Coordinate labeling data ->

-=-=-

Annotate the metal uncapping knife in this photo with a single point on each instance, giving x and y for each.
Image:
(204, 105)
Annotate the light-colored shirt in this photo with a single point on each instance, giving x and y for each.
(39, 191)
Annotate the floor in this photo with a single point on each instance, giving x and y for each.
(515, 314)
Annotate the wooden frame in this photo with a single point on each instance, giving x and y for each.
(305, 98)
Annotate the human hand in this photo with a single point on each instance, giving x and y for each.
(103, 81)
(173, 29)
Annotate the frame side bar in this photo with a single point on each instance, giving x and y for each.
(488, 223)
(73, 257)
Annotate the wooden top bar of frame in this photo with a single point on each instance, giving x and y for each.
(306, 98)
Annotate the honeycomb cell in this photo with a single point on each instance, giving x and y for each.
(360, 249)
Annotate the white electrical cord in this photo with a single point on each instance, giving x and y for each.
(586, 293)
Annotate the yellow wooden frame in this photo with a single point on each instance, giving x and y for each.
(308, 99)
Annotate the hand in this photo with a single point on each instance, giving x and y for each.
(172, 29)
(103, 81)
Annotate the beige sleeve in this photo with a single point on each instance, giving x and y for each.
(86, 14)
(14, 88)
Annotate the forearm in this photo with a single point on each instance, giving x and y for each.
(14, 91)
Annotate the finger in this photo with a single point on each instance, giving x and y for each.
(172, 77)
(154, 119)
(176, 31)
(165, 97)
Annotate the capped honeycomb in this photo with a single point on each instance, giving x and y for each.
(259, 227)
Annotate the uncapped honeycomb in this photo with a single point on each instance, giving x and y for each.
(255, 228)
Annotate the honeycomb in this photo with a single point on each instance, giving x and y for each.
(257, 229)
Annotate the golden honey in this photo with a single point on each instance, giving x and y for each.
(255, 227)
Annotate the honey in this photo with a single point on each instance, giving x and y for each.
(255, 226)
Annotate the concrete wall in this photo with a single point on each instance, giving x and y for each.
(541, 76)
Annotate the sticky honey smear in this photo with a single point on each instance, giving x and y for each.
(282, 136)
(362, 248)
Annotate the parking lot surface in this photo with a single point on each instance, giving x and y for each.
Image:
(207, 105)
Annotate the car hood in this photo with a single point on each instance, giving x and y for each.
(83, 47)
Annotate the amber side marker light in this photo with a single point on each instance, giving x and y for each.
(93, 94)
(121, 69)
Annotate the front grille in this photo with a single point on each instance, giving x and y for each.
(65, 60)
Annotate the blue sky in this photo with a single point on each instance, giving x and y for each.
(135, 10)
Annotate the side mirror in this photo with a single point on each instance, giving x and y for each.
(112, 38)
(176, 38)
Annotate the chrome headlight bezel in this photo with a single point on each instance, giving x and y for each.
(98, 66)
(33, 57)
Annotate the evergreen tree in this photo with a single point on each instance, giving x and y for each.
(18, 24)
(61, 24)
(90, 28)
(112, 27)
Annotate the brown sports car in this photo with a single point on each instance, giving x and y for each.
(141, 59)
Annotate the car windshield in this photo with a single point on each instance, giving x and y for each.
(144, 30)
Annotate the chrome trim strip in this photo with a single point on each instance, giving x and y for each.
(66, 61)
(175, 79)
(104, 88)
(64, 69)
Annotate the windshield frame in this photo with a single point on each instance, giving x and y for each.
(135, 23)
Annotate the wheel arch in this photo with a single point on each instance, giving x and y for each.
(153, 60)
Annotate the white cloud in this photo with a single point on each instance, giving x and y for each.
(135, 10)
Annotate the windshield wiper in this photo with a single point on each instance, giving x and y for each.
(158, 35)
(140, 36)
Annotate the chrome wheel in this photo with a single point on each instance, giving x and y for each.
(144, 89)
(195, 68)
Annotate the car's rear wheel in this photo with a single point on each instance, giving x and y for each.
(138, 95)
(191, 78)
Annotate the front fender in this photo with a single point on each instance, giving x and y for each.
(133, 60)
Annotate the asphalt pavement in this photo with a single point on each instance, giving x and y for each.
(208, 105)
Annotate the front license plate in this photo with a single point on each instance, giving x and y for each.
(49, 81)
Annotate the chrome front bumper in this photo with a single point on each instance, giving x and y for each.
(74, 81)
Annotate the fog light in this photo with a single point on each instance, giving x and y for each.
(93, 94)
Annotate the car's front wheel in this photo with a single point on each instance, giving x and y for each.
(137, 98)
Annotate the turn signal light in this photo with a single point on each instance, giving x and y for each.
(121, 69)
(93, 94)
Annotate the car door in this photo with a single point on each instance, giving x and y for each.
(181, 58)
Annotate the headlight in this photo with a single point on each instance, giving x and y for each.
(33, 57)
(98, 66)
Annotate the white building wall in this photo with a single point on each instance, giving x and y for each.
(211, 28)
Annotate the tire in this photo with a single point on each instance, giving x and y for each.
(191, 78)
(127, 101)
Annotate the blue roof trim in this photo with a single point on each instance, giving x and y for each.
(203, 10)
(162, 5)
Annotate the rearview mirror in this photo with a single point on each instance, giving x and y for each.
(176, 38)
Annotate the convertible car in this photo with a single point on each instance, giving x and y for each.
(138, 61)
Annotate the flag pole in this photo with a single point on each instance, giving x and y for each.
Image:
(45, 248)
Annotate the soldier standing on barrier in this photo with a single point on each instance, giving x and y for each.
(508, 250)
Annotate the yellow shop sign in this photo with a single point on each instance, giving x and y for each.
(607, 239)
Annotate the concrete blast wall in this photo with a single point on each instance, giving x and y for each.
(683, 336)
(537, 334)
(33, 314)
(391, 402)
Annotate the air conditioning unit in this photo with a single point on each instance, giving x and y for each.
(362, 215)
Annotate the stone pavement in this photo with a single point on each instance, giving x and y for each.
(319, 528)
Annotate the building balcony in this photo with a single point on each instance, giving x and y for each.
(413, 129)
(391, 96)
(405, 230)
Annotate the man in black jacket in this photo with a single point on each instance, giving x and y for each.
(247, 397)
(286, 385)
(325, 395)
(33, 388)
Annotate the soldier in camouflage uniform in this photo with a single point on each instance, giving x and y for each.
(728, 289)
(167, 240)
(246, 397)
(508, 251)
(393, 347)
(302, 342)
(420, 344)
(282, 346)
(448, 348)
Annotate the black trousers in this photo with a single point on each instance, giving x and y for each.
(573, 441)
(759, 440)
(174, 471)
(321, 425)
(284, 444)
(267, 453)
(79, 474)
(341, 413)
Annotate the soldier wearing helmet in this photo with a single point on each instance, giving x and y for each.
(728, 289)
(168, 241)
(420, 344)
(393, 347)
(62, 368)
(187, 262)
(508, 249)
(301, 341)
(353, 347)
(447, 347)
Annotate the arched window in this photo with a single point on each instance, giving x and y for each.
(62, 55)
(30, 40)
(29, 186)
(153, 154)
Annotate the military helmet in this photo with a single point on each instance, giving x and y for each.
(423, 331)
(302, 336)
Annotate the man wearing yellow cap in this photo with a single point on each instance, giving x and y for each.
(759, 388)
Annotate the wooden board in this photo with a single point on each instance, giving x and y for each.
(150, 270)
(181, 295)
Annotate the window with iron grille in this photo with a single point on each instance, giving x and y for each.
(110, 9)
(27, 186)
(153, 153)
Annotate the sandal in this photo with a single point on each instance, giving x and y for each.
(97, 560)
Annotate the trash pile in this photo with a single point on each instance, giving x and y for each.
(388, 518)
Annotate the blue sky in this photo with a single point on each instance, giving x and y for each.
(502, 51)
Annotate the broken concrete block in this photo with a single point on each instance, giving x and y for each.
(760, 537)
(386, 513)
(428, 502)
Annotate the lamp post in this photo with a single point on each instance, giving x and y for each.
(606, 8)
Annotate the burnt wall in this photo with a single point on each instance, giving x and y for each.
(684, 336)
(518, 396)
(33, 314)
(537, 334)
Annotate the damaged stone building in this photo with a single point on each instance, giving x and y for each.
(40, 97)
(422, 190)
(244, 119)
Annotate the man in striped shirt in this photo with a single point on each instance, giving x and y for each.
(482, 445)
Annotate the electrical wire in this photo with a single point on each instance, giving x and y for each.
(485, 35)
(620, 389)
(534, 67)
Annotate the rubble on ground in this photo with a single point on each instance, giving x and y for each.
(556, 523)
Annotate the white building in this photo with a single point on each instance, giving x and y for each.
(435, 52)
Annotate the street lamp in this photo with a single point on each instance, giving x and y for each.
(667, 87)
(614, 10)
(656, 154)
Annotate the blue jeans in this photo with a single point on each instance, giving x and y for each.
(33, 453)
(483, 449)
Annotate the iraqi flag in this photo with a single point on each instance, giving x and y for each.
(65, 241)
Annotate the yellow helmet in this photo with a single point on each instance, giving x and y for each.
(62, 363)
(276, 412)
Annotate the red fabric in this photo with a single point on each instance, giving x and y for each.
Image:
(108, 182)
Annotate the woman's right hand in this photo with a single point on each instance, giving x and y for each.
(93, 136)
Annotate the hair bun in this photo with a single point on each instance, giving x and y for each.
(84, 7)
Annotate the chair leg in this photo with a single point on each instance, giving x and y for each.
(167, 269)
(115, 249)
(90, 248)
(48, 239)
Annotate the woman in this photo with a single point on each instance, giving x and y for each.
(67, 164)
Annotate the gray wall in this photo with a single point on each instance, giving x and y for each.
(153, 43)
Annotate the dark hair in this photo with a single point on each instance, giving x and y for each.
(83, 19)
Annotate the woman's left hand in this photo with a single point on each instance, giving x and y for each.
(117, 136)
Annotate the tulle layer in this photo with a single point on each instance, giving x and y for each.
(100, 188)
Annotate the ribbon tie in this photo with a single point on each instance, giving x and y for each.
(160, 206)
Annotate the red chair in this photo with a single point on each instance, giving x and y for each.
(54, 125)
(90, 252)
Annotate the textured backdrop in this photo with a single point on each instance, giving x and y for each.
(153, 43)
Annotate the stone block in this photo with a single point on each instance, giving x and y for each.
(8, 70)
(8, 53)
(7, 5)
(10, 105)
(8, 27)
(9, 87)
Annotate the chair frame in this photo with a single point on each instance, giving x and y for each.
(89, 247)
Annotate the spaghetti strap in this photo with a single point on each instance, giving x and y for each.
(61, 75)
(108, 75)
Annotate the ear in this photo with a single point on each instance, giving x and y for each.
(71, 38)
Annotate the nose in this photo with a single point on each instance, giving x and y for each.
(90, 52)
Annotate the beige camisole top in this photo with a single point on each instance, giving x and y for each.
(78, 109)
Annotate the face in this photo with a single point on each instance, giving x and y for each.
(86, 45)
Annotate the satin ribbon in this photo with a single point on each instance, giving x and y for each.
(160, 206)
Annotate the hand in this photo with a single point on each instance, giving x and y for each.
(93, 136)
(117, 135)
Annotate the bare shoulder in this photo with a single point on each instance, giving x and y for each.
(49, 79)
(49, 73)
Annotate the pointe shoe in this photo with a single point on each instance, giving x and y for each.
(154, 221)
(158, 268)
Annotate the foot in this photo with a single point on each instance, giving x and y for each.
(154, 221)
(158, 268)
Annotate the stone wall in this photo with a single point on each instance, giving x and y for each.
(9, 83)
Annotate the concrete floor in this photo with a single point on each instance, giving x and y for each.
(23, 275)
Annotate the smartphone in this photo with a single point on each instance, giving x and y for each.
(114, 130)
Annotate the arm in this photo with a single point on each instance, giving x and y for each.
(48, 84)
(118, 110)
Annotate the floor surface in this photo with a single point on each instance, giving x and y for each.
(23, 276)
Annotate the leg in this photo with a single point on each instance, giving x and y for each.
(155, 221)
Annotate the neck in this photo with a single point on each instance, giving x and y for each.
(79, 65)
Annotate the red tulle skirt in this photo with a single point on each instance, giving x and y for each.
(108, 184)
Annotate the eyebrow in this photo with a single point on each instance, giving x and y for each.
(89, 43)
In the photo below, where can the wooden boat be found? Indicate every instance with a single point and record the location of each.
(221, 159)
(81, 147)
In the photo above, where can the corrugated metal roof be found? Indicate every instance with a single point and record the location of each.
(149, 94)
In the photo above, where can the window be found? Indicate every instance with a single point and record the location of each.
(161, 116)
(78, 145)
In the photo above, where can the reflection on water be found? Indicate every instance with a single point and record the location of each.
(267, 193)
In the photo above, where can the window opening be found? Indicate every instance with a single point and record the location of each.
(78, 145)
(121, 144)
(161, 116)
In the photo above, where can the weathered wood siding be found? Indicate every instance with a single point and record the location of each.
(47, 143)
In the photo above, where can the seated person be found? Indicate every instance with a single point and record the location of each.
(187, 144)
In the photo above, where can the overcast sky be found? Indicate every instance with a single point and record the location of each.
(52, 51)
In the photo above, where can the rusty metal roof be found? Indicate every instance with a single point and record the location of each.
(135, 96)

-=-=-

Work instructions -> From the line containing "Annotate the arm" to the last line of the material, please quote every line exactly and only those.

Result of this task ->
Annotate the arm in this photo with a single point on each instance, giving x and y for each.
(48, 84)
(118, 110)
Annotate the floor surface in this photo with a single point on each instance, giving x and y for each.
(23, 276)
Annotate the leg in this photo with a single point on each instance, giving x and y for each.
(155, 221)
Annotate the neck in this photo with a single point on each instance, giving x and y for each.
(79, 65)
Annotate the red tulle skirt in this photo with a single point on each instance, giving x and y for each.
(108, 184)
Annotate the eyebrow in this photo with a single point on each instance, giving x and y for each.
(89, 43)
In the photo below, where can the wooden boat be found? Indicate every instance with a single point and record the location of each.
(221, 159)
(81, 147)
In the photo above, where can the corrugated metal roof be found? Indicate every instance with a single point and record the location of each.
(149, 94)
In the photo above, where can the window be found? Indicate every instance with a single point and record the location of each.
(161, 116)
(78, 145)
In the photo above, where can the reflection on water be found? Indicate every instance with a single point and record the location of each.
(267, 193)
In the photo above, where can the window opening be found? Indicate every instance with a single point and record the location of each.
(78, 145)
(121, 144)
(161, 116)
In the photo above, where can the weathered wood siding be found? Indicate every instance with a single point and record the location of each.
(47, 143)
In the photo above, where can the seated person be found? Indicate every instance with a single point and record the location of each.
(187, 144)
In the photo above, where can the overcast sky be found? Indicate every instance with a single point and record the location of each.
(52, 51)
In the photo above, where can the rusty metal roof be found? Indicate every instance with a single point and record the location of each.
(135, 96)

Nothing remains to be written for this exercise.